Exercise requirements -
Answer these questions from the passage on burn-scar vascular imaging below.
1. How old was the imaged scar, and where on the subject was it located?
2. What window size was used to calculate vessel area density?
3. What mean and standard deviation of vessel area density were determined for the burn scar?

Excerpted passage -
With the proposed method, we further demonstrated in vivo assessment of tissue injury on human skin. In this pilot study, vasculature of the cutaneous burn scar of a human subject was evaluated with the mOMAG microangiograms. Compared to a standard visual inspection of the burn scar,40 the scar vascularity would be a potential indicator to assess the scar progression, providing early diagnosis and proper treatment of pathological scarring.27 Vascular imaging was carried out over a 10-month-old scar resulting from an accident radiation burn with a laser on a left dorsal hand of a 34-year-old male subject. Figure 5(a) is a photograph of the left dorsal hand, where the imaging areas (2.0×2.0mm2) are located in a solid box (scar) and a dashed box (normal) on the skin surface. En face (XY) MIP views of 3-D mOMAG vasculatures of the normal skin and the burn scar over depth of 719μm from the surface are shown in Figs. 5(b) and 5(c), respectively. Visually, most of the vessels in the burn scar were much larger in diameter and abundant than those in the normal skin. The scar vessel diameters ranged from 30 to 70 μm, whereas the normal skin had vessel diameters <50μm. For quantitative assessment of the vasculatures, vessel area density (VAD) was calculated within a small window (32×32pixels) and mapped by sliding the window across the whole image.41 The window size of 32 pixels (250μm) was large enough to include one or more vessels in our experiment. Figures 5(d) and 5(e) show the color-coded VAD maps of the normal skin and the burn scar, respectively. Several reddish areas (VAD>0.4) are apparent in the scar vasculature [Fig. 5(e)] compared to the normal one [Fig. 5(d)], meaning the burn scar exhibits larger portion of the vessel area per unit area of the tissue compared to the normal skin. Mean and sd of each VAD map was determined to be 0.30±0.08 (normal skin) and 0.42±0.06 (burn scar), as shown in Fig. 5(f). The vessel dilation and proliferation in the scar tissue were well correlated with results of previous studies.27,42 This demonstration indicates that the proposed approach may be effective in the assessment of the microvasculatures of human skin lesions in vivo.

Extracted records -
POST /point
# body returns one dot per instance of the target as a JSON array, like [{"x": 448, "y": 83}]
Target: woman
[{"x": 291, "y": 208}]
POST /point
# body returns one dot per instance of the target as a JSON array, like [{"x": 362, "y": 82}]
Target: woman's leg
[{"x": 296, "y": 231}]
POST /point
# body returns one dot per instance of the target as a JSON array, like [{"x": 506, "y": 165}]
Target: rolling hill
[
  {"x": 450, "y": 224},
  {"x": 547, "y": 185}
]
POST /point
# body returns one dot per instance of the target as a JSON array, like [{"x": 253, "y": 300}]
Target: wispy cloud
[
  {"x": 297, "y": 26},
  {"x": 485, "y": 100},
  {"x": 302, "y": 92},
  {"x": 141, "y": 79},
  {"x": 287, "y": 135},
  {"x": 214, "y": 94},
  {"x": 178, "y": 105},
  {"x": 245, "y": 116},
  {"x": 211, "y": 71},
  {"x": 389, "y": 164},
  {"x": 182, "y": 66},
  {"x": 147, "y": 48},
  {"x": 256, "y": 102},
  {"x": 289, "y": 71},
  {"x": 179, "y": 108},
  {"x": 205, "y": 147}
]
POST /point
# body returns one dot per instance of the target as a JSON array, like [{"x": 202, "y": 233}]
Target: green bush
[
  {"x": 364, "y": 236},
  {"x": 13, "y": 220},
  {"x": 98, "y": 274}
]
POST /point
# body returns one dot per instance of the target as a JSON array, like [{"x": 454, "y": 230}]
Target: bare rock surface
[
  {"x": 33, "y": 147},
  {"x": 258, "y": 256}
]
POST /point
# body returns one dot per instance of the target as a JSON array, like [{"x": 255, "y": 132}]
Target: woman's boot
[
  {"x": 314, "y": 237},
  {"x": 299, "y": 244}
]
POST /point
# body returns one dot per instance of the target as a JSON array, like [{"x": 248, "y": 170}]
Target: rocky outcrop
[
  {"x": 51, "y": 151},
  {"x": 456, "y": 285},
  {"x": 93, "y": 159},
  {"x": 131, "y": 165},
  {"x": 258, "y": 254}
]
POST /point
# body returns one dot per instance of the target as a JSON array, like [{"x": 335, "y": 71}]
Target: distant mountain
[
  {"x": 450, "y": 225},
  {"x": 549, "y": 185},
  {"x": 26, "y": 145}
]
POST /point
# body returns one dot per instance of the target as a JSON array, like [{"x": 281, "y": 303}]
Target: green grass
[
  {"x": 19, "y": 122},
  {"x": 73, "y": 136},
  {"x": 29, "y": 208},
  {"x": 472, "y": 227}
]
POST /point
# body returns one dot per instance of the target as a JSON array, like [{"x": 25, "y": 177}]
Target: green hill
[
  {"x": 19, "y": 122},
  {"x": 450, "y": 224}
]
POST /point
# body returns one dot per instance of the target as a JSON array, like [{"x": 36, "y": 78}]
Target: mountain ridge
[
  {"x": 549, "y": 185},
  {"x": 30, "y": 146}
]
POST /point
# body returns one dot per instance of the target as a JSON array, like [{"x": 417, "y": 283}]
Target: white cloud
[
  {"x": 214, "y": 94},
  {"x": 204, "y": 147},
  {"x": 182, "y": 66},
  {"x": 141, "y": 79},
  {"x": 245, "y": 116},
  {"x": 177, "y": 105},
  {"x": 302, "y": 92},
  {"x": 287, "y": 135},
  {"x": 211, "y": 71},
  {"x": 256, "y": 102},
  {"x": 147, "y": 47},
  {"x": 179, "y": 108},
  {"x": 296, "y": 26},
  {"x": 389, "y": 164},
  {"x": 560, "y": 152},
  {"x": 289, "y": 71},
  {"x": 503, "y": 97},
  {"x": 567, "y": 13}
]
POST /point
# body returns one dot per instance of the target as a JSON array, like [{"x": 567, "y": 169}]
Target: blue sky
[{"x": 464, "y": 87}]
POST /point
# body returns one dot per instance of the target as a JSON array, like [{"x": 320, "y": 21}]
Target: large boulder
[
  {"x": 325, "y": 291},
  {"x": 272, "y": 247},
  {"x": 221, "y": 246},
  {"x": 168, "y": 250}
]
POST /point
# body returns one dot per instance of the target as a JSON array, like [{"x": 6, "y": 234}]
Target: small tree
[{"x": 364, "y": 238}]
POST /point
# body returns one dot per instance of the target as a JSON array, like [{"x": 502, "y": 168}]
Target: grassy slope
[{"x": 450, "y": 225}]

Your solution -
1. The scar was 10 months old and was located on the left dorsal hand.
2. A window of 32×32 pixels (250 μm) was used.
3. The burn scar's vessel area density was 0.42±0.06.